§ EXCERPTED PASSAGE:
==========
Sure, the heavier object (higher mass $m$) does indeed feel a larger downwards gravitational force. We can calculate it as its weight $w$, where $g$ is the gravitational acceleration it falls with:
$$w=mg.$$
But this larger force has a tougher time accelerating the object due to its larger mass. Newton described that these two effects actually turn out to exactly cancel each other out: an object with, say, double the mass feels double the force $w$ from the formula above but it is at the same time also is double as "slow" in speeding up (accelerating, $a$). Newton's 2nd law describes this:
$$\sum F=ma\quad\Leftrightarrow \quad w=ma \quad\Leftrightarrow \quad mg=ma\quad\Leftrightarrow \quad g=a.$$
As is seen mathematically, the mass cancels out of the equation; the mass has no influence on the falling motion! In total it thus falls just as fast (accelerates just as much) as any other object.
==========
§ REQUIRED TASK 1: In the explanation of falling objects, please rewrite the paragraph that begins "But this larger force has a tougher time" as a short bulleted list that keeps its main facts.
§ REQUIRED TASK 2: Extend the explanation of falling objects with a few sentences that pick up after its final one.

§ PROVIDED MATERIAL:
==========
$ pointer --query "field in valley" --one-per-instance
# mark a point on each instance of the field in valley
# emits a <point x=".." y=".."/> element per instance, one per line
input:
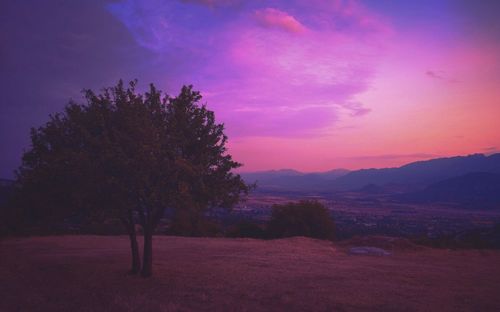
==========
§ EXERCISE RESULT 1:
- The larger gravitational force on a heavier object has a harder time accelerating it because of its larger mass.
- Newton described how these two effects cancel each other out exactly.
- An object with double the mass feels double the force w but is also twice as slow to speed up (accelerate, a).
- Newton's 2nd law describes this.

§ EXERCISE RESULT 2:
All this is the case in ideal no-air scenarios when the only influencing force is gravity (the weight). When other forces interact as well, such as air drag and the force of moving winds, then the total force $\sum F$ in Newton's 2nd law is constituted by more than just $w$, and then the accelerations may differ. In the case of air drag $D$, a typically used formula is:
$$D=\frac12 C_d A \rho v^2,$$
where $A$ is the frontal area, $\rho$ the density of the air, $v$ the falling speed and $C_d$ a drag coefficient that depends on factors such as shape (a parachute has a huge value of $C_d$ compared to something that is smooth and aerodynamic), surface roughness and the like. To figure out whether the chess board or chess pieces fall faster, we must look for differences among their values of these parameters.
Firstly, we realise that the chess board angle of attack is important. Depending on how it is angled during the fall, both $A$ and $C_d$ will be quite different depending on such angle. Still, though, for very low-weight chess pieces, I will expect yet other forces such as wind strokes to have higher impact.
The answer cannot be accurately given from a theoretical perspective since it depends on a lot of practical factors in a given scenario. But now we have at least analysed a bit on which factors to look out for in an emperical experiment.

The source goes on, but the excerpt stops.